• **HOW TO COMPLETE THIS TASK**
Search term "green": copy each line of the data containing it.

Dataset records
_ _ _ _ _

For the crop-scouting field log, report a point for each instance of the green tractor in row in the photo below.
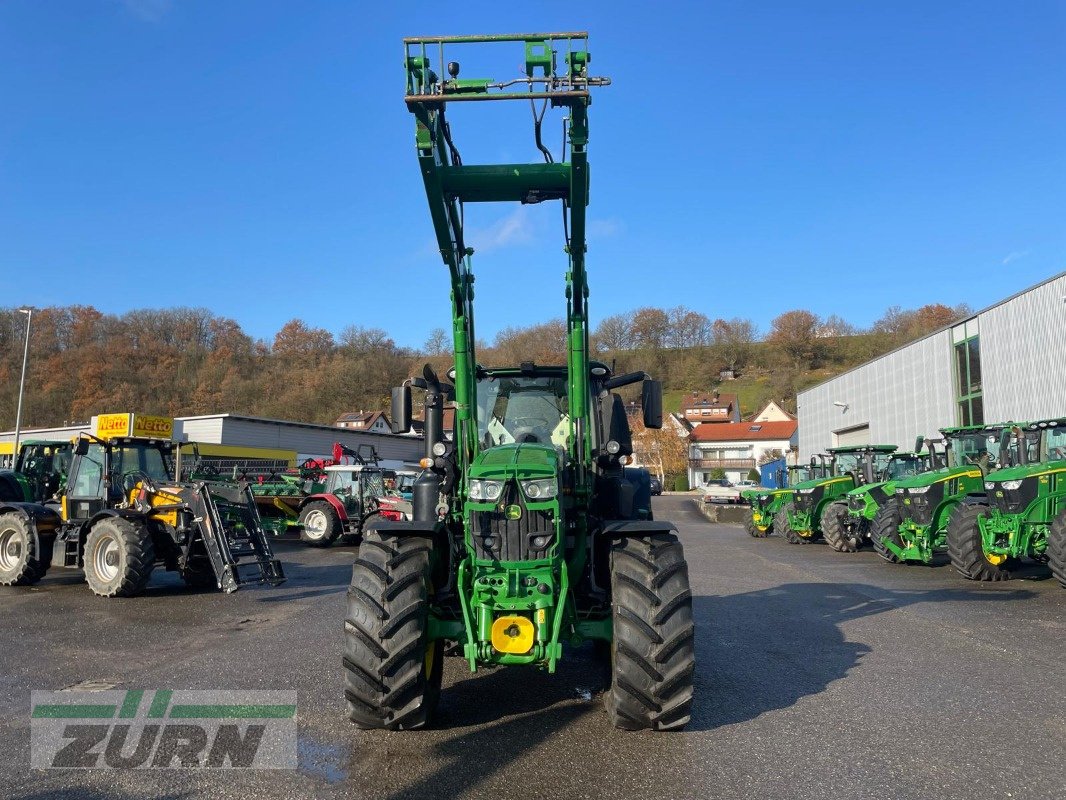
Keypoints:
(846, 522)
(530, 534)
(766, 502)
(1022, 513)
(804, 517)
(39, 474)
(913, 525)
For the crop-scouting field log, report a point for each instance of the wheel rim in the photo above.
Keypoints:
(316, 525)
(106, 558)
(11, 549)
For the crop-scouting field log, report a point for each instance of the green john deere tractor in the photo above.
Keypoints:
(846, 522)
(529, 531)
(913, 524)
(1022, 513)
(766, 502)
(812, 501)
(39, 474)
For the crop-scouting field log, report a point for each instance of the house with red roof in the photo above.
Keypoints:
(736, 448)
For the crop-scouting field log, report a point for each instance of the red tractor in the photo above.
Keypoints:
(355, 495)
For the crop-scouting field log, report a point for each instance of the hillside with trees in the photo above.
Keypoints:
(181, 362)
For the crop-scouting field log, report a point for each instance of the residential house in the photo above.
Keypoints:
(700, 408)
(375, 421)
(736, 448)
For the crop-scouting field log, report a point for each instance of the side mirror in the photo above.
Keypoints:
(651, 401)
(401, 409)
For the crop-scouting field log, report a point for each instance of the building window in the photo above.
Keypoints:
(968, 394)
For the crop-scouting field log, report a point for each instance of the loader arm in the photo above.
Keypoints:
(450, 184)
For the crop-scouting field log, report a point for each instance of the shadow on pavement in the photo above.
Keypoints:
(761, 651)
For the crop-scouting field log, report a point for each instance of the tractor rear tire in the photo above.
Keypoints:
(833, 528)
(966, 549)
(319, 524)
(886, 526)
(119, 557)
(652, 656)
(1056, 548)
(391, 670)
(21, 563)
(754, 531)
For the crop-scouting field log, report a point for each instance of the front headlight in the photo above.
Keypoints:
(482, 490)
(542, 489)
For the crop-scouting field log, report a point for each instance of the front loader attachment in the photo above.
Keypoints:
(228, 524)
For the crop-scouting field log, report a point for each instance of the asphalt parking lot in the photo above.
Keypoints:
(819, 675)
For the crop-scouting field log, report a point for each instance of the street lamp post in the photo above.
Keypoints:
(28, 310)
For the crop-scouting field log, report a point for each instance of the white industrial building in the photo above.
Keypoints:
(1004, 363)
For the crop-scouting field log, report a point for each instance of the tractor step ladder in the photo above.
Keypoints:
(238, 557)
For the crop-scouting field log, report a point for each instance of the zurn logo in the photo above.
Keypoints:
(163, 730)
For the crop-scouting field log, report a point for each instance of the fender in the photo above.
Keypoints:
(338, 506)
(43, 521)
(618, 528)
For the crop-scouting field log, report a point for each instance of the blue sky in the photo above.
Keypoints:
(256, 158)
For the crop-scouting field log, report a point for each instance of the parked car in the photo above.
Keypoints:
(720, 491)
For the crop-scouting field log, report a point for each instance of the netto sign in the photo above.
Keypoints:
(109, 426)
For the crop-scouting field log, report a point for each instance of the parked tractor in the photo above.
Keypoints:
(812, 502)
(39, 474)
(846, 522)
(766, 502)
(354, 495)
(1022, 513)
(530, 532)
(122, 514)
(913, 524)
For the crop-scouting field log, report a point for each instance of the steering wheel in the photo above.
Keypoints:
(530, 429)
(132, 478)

_ _ _ _ _

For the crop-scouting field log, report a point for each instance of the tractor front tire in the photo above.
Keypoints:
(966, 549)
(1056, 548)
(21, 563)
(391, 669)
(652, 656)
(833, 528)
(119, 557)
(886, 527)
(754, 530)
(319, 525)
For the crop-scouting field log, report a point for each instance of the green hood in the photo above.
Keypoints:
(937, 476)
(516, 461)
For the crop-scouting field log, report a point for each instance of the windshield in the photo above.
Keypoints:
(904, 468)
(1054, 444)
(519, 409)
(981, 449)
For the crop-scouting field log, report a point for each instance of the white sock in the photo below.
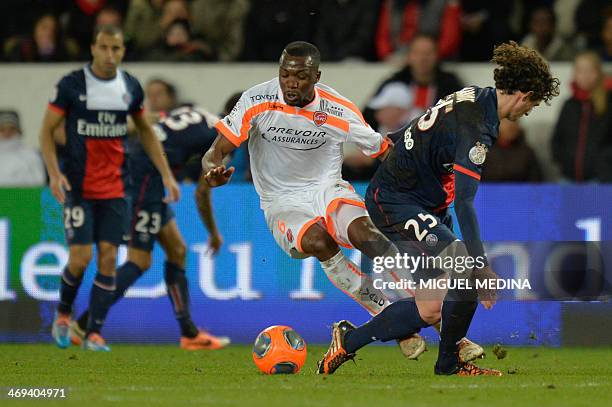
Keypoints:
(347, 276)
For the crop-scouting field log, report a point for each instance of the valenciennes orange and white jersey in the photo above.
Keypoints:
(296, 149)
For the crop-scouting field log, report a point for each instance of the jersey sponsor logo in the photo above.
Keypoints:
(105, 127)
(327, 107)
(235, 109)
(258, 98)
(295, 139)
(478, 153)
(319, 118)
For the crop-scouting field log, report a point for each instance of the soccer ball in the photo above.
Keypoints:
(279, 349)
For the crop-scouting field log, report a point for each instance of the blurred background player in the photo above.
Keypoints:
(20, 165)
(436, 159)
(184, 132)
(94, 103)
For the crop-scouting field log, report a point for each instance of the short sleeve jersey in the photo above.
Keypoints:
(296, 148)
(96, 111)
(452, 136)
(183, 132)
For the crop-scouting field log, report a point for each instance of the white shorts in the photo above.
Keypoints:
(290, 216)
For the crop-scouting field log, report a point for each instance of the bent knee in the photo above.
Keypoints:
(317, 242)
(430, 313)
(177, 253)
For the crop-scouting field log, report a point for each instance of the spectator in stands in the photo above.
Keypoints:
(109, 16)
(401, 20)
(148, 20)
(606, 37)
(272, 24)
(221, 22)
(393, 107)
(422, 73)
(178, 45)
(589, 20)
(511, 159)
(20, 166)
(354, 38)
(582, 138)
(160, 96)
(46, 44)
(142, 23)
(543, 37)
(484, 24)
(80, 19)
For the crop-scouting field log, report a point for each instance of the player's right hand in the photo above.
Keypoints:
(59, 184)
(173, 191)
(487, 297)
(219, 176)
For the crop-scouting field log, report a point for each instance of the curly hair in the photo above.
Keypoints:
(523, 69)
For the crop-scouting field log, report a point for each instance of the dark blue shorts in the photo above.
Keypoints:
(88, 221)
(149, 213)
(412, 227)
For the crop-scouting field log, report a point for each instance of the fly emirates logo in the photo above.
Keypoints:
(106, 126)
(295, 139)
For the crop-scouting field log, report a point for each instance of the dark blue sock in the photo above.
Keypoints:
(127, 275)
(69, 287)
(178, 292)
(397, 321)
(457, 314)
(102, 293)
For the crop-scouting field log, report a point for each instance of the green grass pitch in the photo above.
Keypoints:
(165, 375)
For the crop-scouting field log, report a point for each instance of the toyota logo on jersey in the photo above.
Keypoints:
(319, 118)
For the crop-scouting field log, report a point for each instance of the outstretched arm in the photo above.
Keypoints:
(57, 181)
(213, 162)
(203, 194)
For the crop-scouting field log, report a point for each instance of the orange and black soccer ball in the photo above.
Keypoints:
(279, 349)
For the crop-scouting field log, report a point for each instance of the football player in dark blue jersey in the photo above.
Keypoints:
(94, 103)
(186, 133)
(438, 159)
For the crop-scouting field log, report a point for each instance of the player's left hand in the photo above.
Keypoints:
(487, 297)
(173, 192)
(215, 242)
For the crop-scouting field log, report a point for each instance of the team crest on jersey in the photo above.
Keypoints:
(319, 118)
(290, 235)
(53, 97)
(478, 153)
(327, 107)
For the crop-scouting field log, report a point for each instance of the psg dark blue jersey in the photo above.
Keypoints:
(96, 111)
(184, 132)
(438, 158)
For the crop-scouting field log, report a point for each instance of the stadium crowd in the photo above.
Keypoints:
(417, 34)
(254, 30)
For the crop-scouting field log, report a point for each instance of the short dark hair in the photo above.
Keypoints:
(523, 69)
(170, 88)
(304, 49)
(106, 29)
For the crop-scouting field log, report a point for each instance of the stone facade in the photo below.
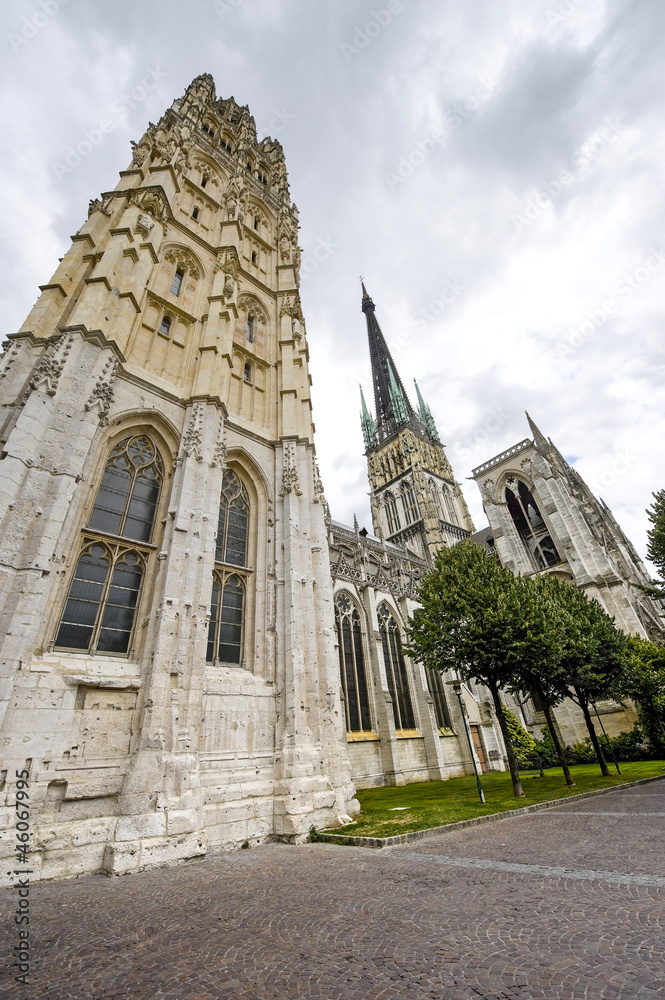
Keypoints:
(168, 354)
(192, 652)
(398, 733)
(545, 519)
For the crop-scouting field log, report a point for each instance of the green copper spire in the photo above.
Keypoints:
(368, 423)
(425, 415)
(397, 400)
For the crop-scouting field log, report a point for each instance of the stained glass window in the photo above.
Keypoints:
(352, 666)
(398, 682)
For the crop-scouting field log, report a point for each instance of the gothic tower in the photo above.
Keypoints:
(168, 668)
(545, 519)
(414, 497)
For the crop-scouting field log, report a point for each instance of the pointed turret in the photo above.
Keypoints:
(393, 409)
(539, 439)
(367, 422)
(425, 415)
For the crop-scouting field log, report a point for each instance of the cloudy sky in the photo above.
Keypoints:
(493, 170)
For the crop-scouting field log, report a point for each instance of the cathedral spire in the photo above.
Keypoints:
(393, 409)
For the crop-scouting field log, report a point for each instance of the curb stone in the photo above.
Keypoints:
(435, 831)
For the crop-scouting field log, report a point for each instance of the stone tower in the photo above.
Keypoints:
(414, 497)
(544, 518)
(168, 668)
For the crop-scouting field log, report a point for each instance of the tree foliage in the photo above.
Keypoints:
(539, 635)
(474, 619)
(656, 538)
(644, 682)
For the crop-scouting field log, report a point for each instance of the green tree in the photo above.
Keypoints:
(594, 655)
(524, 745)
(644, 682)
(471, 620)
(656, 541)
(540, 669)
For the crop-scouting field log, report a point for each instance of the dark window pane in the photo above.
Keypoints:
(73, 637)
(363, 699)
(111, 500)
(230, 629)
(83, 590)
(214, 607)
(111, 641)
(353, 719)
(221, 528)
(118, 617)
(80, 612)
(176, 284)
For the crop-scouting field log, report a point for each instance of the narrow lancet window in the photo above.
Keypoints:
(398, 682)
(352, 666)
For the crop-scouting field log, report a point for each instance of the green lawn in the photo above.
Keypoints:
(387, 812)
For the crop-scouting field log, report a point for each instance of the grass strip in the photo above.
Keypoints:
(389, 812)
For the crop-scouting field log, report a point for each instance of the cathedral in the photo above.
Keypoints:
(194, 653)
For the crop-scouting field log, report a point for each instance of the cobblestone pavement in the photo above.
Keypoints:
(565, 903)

_ _ _ _ _

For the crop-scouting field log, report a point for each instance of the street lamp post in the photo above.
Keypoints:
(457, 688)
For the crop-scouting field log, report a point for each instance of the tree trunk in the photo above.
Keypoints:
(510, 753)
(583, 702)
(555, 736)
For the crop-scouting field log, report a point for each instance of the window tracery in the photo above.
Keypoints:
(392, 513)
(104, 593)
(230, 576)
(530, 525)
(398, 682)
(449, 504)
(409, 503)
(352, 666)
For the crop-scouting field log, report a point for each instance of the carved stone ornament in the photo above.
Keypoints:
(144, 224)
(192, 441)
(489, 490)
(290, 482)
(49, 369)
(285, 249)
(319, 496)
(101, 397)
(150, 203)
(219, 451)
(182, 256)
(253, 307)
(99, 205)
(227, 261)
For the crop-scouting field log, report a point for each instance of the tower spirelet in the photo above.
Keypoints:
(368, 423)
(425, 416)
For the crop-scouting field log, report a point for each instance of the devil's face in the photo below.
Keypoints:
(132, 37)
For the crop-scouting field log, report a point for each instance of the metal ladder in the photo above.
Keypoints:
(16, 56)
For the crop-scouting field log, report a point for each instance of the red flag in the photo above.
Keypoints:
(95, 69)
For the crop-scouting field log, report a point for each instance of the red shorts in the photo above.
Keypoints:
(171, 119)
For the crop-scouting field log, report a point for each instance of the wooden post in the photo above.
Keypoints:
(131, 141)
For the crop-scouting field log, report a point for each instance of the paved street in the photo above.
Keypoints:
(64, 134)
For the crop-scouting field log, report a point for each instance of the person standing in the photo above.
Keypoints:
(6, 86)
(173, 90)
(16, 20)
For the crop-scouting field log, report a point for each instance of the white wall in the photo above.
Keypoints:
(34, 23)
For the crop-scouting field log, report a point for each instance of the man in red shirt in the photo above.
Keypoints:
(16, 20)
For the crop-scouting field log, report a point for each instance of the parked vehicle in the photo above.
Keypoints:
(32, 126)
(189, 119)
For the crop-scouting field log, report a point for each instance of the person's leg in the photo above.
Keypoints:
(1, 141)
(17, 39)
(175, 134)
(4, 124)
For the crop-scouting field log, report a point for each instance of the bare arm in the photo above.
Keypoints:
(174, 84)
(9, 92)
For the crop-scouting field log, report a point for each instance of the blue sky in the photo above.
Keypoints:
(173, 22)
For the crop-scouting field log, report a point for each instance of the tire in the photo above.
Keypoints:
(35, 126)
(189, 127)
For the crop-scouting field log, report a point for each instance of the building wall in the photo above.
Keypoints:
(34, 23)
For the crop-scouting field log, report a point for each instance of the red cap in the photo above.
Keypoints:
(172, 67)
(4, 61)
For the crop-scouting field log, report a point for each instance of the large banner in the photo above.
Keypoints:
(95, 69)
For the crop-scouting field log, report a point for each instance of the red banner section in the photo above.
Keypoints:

_ _ _ _ _

• **EXERCISE RESULT**
For the crop-scouting field log, report a point for each instance of the green tractor in row in the photo below.
For the crop-scouting field log, report a point for each instance of the green john deere tractor in the photo above.
For the crop-scouting field log, report a point for each instance of the green hood in the photo above.
For the crop-scouting field log, report a point for each instance of the green grass pitch in the photo above.
For the crop-scouting field log, report a point for each instance of the green copper spire in the photo above.
For the crop-scouting field log, report a point for each instance of the green tree in the photo above.
For the crop-scouting field log, report a point for each instance of the green lawn in the photo above.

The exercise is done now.